THE TASK -
Copy out the full article on how nerve cell filapodia signal with calcium bursts, word for word.

EXTRACT TO READ Block Start

Like an insect's antennae, filapodia are the fingerlike projections sent out by a developing nerve cell to detect environmental cues. Scientists at the University of California at San Diego have discovered how the filapodia communicate with the main body of the cell: through a kind of biological Morse code.
In a paper in the March 8 issue of Science, the researchers show how the fingertips of the cell sample the environment and generate tiny bursts of calcium that send back information to the "growth cone" -- the cell body -- and enable it to direct growth in the right direction. Neurons are then able to wire up connections in the brain, spinal cord and other parts of the developing embryo.
"Many kinds of birth defects and a large fraction of spinal cord defects appear to be associated with problems in the formation of nerve connections in the developing embryo," said Nicholas Spitzer, a professor of biology at UCSD. "We want to understand how the normal brain is put together, so we can understand the cases in which it is not put together correctly."
"These bursts, which only occur at the very ends of the filapodia, are extremely brief, about a 300-microsecond pulse, which may explain why they were undetected in earlier studies," said Timothy Gomez, who conducted the research when he was a postdoctoral fellow in Spitzer's laboratory.
"Since many other types of cells have these fingerlike projections, we believe that these brief calcium bursts may be a universal signaling mechanism for all motile, or moving cells, including immune, epithelial and metastatic cells."
Gomez and his colleagues studied frog spinal nerve cells, which are easy to grow in the laboratory. They introduced a fluorescent calcium marker to the cells, and recorded, with a camera attached to a microscope, the rapid bursts of calcium at the tips of the filapodia.
The calcium pulses varied with the chemical environment in the culture dish. They were frequency modulated -- FM pulses, like the information transmitted by an FM radio.
"Just like our fingers on the FM dial on the radio, these cues change the FM dial on the growth cone to produce these highly relevant signals," said Spitzer.

EXTRACT TO READ Block End
SOURCE INFORMATION Block Start

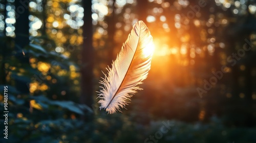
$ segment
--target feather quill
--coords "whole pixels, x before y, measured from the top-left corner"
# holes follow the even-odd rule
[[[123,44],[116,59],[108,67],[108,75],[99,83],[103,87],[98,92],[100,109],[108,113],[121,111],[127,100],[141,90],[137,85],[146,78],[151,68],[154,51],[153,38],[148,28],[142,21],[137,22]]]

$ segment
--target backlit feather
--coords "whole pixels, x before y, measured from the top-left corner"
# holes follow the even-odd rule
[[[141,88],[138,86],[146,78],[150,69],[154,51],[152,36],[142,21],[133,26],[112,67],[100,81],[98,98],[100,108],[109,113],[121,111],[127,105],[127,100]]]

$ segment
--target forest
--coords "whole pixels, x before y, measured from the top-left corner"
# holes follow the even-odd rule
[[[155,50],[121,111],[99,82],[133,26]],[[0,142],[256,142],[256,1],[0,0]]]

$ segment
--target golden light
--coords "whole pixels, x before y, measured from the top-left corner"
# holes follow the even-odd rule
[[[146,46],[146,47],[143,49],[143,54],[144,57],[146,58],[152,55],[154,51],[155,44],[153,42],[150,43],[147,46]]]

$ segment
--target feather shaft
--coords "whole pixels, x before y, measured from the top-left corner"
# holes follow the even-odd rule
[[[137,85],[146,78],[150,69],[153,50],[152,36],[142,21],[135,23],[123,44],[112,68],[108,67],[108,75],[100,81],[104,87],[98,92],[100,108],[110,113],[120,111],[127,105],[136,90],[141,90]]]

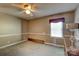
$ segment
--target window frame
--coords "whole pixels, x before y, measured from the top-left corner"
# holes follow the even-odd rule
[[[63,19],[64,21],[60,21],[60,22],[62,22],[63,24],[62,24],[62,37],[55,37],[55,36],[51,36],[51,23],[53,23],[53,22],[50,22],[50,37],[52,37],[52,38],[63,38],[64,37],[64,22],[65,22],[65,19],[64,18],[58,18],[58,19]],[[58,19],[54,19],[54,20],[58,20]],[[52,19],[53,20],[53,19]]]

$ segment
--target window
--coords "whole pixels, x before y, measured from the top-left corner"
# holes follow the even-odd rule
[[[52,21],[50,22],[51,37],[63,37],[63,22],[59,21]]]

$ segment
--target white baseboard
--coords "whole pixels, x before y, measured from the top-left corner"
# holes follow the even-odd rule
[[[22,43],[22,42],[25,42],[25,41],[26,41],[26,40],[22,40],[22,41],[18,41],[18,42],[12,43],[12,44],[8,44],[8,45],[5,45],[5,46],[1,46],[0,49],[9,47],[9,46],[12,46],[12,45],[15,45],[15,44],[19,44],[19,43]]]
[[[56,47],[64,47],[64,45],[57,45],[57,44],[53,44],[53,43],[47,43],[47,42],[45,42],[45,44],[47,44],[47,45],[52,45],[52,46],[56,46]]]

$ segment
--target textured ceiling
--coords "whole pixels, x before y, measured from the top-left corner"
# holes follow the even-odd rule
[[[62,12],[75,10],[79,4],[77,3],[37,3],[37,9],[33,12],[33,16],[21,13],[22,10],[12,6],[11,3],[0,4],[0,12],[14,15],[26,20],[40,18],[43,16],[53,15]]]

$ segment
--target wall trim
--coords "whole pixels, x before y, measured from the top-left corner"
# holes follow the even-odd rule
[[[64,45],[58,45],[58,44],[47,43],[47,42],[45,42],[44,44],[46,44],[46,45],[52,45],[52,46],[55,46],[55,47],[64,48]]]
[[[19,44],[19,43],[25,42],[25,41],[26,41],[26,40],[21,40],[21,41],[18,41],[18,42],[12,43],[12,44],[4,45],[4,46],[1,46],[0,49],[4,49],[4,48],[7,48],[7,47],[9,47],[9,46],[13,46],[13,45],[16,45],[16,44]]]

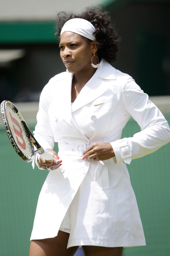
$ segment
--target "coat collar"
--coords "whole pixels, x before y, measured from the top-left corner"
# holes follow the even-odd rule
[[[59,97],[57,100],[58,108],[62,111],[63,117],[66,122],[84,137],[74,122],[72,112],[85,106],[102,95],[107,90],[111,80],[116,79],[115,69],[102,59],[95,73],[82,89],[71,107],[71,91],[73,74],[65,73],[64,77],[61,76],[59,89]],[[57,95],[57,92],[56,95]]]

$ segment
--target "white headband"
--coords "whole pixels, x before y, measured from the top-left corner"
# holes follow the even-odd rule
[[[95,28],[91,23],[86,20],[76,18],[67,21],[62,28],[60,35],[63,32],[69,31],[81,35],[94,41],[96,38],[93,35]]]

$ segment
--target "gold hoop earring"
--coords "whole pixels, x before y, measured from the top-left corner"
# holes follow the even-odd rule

SOURCE INFORMATION Block End

SOLUTION -
Like an insect's antennae, filapodia are the fingerlike projections sent out by a developing nerve cell to detect environmental cues. Scientists at the University of California at San Diego have discovered how the filapodia communicate with the main body of the cell: through a kind of biological Morse code.
In a paper in the March 8 issue of Science, the researchers show how the fingertips of the cell sample the environment and generate tiny bursts of calcium that send back information to the "growth cone" -- the cell body -- and enable it to direct growth in the right direction. Neurons are then able to wire up connections in the brain, spinal cord and other parts of the developing embryo.
"Many kinds of birth defects and a large fraction of spinal cord defects appear to be associated with problems in the formation of nerve connections in the developing embryo," said Nicholas Spitzer, a professor of biology at UCSD. "We want to understand how the normal brain is put together, so we can understand the cases in which it is not put together correctly."
"These bursts, which only occur at the very ends of the filapodia, are extremely brief, about a 300-microsecond pulse, which may explain why they were undetected in earlier studies," said Timothy Gomez, who conducted the research when he was a postdoctoral fellow in Spitzer's laboratory.
"Since many other types of cells have these fingerlike projections, we believe that these brief calcium bursts may be a universal signaling mechanism for all motile, or moving cells, including immune, epithelial and metastatic cells."
Gomez and his colleagues studied frog spinal nerve cells, which are easy to grow in the laboratory. They introduced a fluorescent calcium marker to the cells, and recorded, with a camera attached to a microscope, the rapid bursts of calcium at the tips of the filapodia.
The calcium pulses varied with the chemical environment in the culture dish. They were frequency modulated -- FM pulses, like the information transmitted by an FM radio.
"Just like our fingers on the FM dial on the radio, these cues change the FM dial on the growth cone to produce these highly relevant signals," said Spitzer.